** Written task **
Update the lines starting at "Reviewer note: confirm that each instance of the bundle" and ending at "[(363, 315)]" by replacing "bundle of asparagus" with "bunch of asparagus", leaving everything else unchanged, and give back only those lines.

Location identification entries:
═══
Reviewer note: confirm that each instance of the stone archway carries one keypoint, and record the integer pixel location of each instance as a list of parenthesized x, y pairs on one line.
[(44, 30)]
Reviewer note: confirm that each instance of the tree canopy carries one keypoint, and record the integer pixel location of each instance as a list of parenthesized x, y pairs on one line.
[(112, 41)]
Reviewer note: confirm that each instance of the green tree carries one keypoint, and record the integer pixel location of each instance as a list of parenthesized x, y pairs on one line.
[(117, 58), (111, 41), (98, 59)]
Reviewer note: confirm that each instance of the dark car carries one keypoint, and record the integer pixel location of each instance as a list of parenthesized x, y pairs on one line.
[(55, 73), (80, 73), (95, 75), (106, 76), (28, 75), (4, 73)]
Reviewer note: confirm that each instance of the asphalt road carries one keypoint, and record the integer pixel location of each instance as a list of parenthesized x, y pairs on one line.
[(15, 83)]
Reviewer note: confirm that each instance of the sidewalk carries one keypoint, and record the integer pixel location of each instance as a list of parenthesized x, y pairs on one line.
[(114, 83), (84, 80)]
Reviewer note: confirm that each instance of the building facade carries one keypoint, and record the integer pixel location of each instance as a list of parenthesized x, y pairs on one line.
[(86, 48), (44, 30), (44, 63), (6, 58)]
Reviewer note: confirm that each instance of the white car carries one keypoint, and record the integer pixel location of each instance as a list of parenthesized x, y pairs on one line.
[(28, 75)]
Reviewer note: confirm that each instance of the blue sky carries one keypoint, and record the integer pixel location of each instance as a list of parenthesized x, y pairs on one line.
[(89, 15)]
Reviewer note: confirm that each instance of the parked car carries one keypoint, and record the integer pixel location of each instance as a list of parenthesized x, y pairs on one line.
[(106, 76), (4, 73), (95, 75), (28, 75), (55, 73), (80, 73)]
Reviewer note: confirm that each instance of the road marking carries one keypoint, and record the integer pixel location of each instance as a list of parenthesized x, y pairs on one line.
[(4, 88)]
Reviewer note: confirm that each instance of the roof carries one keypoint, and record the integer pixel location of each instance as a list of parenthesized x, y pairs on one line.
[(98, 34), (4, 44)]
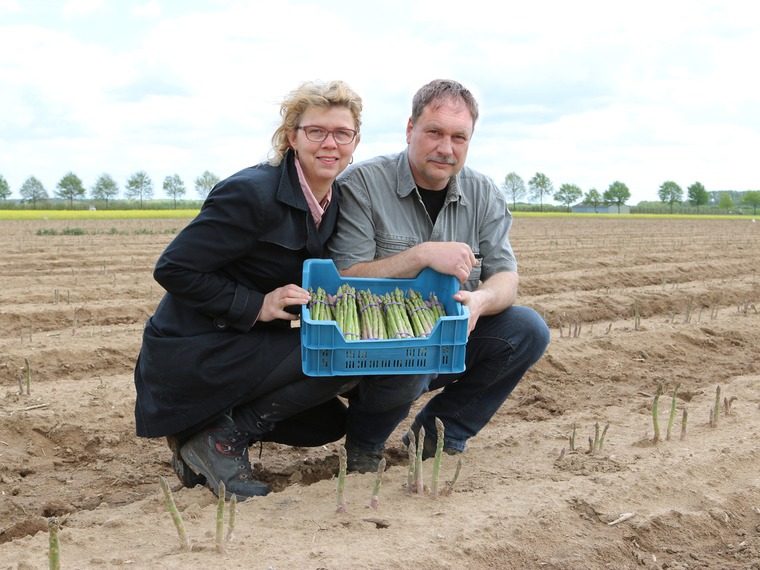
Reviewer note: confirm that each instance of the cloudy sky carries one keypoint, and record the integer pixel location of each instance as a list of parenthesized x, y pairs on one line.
[(586, 92)]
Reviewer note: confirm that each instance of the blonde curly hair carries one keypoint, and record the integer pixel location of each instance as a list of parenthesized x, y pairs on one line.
[(307, 96)]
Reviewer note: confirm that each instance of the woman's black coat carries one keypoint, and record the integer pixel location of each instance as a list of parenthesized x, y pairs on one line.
[(201, 351)]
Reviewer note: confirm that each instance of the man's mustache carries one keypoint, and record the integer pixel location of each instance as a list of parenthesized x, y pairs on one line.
[(444, 159)]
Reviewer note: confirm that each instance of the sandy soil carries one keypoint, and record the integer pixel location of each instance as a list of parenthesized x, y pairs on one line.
[(73, 306)]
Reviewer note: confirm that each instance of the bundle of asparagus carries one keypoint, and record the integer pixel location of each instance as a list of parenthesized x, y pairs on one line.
[(363, 315)]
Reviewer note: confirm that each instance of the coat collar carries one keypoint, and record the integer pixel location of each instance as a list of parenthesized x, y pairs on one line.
[(289, 190)]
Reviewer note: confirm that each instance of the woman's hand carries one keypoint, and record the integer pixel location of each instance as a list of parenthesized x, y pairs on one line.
[(276, 301)]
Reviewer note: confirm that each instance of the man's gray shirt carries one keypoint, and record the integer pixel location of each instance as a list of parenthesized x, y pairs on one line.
[(381, 214)]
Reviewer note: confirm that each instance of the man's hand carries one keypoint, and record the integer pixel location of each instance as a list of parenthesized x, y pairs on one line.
[(493, 296), (276, 301), (450, 258)]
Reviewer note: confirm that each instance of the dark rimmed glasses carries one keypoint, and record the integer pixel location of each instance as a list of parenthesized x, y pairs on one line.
[(318, 134)]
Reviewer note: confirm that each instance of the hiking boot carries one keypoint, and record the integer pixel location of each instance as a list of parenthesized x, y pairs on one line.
[(219, 452), (429, 445), (184, 473), (362, 460)]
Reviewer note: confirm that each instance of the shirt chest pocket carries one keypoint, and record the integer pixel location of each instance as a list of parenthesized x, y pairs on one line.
[(387, 245)]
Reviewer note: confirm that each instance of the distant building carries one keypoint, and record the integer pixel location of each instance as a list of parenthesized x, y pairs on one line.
[(584, 208)]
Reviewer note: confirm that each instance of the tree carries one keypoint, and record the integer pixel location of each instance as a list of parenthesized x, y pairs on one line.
[(70, 187), (594, 198), (567, 194), (33, 190), (670, 193), (514, 187), (139, 186), (540, 185), (725, 202), (617, 193), (5, 189), (174, 187), (697, 194), (105, 188), (752, 198), (205, 183)]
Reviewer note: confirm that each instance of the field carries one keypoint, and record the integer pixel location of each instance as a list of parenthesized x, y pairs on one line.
[(633, 304)]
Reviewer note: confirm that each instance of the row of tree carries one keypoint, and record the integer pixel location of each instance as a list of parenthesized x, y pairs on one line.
[(617, 194), (139, 187), (540, 187)]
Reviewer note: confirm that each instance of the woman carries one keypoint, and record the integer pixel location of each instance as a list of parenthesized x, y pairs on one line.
[(220, 364)]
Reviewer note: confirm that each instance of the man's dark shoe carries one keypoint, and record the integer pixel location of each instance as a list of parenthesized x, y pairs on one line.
[(362, 460), (184, 473), (429, 445), (219, 452)]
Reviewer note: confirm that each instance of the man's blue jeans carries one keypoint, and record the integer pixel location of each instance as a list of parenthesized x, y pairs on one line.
[(500, 350)]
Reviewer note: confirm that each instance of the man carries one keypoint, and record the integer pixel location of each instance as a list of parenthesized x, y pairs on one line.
[(423, 208)]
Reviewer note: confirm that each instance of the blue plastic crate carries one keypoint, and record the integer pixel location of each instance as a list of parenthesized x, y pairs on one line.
[(326, 352)]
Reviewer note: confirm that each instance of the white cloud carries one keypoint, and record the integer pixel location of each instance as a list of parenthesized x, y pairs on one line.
[(587, 93)]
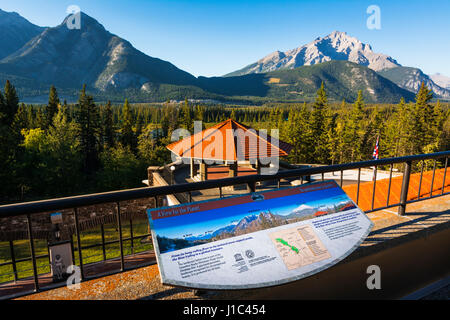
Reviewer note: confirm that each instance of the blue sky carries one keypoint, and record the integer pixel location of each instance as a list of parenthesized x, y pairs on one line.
[(212, 38), (200, 222)]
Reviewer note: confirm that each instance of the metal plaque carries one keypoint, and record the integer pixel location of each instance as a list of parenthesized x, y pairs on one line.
[(256, 240)]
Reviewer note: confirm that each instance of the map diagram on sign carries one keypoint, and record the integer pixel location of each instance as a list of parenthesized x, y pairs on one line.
[(299, 246)]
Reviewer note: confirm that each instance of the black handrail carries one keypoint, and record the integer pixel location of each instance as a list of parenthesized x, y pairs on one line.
[(29, 208), (147, 192)]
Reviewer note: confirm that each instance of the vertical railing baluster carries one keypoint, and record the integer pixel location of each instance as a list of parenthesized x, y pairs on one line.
[(72, 248), (357, 188), (33, 254), (374, 185), (119, 224), (405, 187), (77, 230), (432, 179), (102, 229), (445, 172), (131, 236), (420, 181), (390, 181), (13, 259)]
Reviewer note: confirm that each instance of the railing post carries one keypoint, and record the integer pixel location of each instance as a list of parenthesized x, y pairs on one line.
[(405, 187), (119, 224), (102, 229), (252, 186), (13, 259), (33, 254), (131, 236), (77, 230)]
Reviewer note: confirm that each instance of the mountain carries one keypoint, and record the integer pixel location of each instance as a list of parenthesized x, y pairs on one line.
[(113, 69), (15, 31), (92, 55), (342, 80), (411, 78), (335, 46), (441, 80)]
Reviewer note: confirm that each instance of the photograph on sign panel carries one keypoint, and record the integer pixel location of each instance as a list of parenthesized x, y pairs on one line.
[(175, 233)]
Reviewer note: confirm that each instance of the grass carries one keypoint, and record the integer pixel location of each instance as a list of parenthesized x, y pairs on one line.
[(90, 237)]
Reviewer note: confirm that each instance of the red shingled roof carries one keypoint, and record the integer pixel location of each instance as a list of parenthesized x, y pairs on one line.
[(231, 141)]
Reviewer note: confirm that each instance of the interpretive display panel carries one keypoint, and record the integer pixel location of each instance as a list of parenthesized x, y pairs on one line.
[(256, 240)]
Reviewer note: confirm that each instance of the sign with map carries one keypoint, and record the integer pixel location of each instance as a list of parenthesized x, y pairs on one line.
[(256, 240)]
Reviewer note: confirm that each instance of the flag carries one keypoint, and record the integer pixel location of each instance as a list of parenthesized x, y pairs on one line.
[(375, 151)]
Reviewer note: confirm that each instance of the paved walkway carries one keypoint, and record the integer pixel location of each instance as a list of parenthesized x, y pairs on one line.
[(90, 271)]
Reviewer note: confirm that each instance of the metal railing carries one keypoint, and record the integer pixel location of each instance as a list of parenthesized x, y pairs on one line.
[(31, 208)]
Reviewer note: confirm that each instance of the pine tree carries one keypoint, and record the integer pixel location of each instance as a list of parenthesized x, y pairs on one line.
[(108, 126), (89, 131), (355, 130), (10, 103), (52, 107), (127, 134), (318, 126)]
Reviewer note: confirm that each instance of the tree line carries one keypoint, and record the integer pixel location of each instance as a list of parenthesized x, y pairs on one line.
[(61, 149)]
═══
** Answer below **
Reviewer note: confirm that each instance of the bunch of asparagus carries one keypoint, and record the integer pixel location of each instance as a list of parenthesized x, y pairs on one line.
[(363, 315)]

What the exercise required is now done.